▶ Extrait du document:
Quant à investir aujourd’hui dans l’immobilier sous prétexte que le crédit n’est pas cher, aux niveaux de prix actuels et sans l’absolue certitude de maintenir son niveau de revenus pendant les vingt à vingt-cinq ans d’emprunt, l’option n’est pas non plus sans risque. Redoutable équation alors qu’il n’a jamais été aussi nécessaire de mettre de l’argent de côté, à la fois pour se protéger contre une précarité professionnelle croissante et contre l’inévitable érosion des pensions de retraite. Faut-il pour autant rester les bras croisés ?

 

En vérité, le piège, c’est de penser ses placements avec le même stress que celui qu’impose l’actualité quotidienne. La Bourse de Paris qui, l’an dernier, a enrichi ses investisseurs de plus de 30%, pourrait leur en faire perdre autant ou plus cette année. Le 12 mars, l’indice CAC 40 reculait de l’équivalent de près d’un quart de siècle de Livret A en une seule journée ! Angoissant, certes. Sauf si vous raisonnez à dix ans, en évitant de mettre tous vos « oeufs dans le même panier » et en tenant compte de vos impératifs personnels.

 

Placer à court terme de l’argent, par exemple sur une assurance-vie dite garantie, alors qu’on n’a pas besoin de cet argent au quotidien, est un non-sens, tout autant qu’acheter des actions en Bourse dans une optique de moins de dix ans ou encore que se lancer dans une opération de défiscalisation immobilière type « Pinel » en se focalisant sur le seul avantage en impôts.

 

 

APPAUVRISSEMENT DE L’ÉPARGNANT

Tout le monde sait que les taux de crédit immobilier sont très bas. Etrangement, rares sont ceux qui réalisent que le revers de cette médaille c’est qu’il en est de même pour les produits d’épargne. Comme le résume l’expert Brice Pineau, président de Harvest (éditeur de logiciels spécialisé sur les métiers du conseil en gestion de patrimoine), « ce que la main du crédit vous donne d’un côté, celle de l’épargne se charge insidieusement de le reprendre de l’autre ». Résultat, 80% des 4 321 milliards d’euros que les Français ont mis de côté ne leur rapportent rien.

Tenez-vous bien : 78% des 142,3 milliards d’euros de flux d’épargne depuis un an (du troisième trimestre 2018 au troisième de 2019) ont été placés à quasi zéro rendement, dont 37% de cette masse en dépôts à vue (avecun record de 604 milliards sur les comptes chèques) ! « L’appauvrissement de l’épargnant, déjà en marche, va s’accélérer », prévient Brice Pineau. Et pour cause : la Banque centrale européenne (BCE) espère, en maintenant des taux de crédits très bas, pousser les capitaux vers l’économie et la crise actuelle va sans doute accentuer encore cette tendance.

« Les taux bas creusent les inégalités », ajoute Thomas Friedberger, directeur général de la société de gestion Tikehau IM. L’épargne populaire est laminée, alors que l’épargnant bien conseillé profite de ces taux de crédit très bas pour faire jouer des effets de levier sur des actifs à risque mais performants à long terme. Une étude réalisée par l’économiste Nicolas Bouzou pour la banque privée Neuflize OBC (groupe ABN Amro) révèle que pour les années post-crise 2008-2016, la fortune des détenteurs de plus de 1 million d’euros (hors résidence principale) a augmenté de 69%, alors que le patrimoine de l’épargnant lambda a fondu de 6% nets d’inflation. Une « inégalité croissante », pointe l’expert, ce qui s’explique sans doute par le fait que les uns se font accompagner par un conseiller et pas les autres.

▶ Données fournies:
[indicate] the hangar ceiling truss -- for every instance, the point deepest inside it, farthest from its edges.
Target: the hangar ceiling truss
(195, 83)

▶ Exercices proposés:
**A)** D'après l'extrait sur l'épargne, de combien a augmenté la fortune des détenteurs de plus de 1 million d'euros (hors résidence principale) sur les années 2008-2016 ?
**B)** Reprenez l'extrait sur l'épargne juste après sa dernière phrase et poursuivez-le.

▶ Corrigé proposé:
**A)** Elle a augmenté de 69 %.

**B)**
 

 

INÉGALITÉS CROISSANTES

C’est tout à fait perceptible dans la façon dont les Français gèrent leur assurance-vie, le produit d’épargne vedette. En moyenne, sur l’ensemble des 1 800 milliards d’euros que représentent ces contrats, 80% sont placés sur ce qu’on appelle les « fonds en euros », dont le rendement est garanti, mais qui ne protège plus de l’inflation. C’est très différent pour ceux qui profitent de l’expertise d’un conseil en gestion de patrimoine (CGP). Selon une récente étude réalisée par le cabinet Deloitte sur la base du fichier de l’éditeur de logiciels professionnels Harvest, les fonds en euros ne représentent que 52% de l’encours pour la clientèle des CGP.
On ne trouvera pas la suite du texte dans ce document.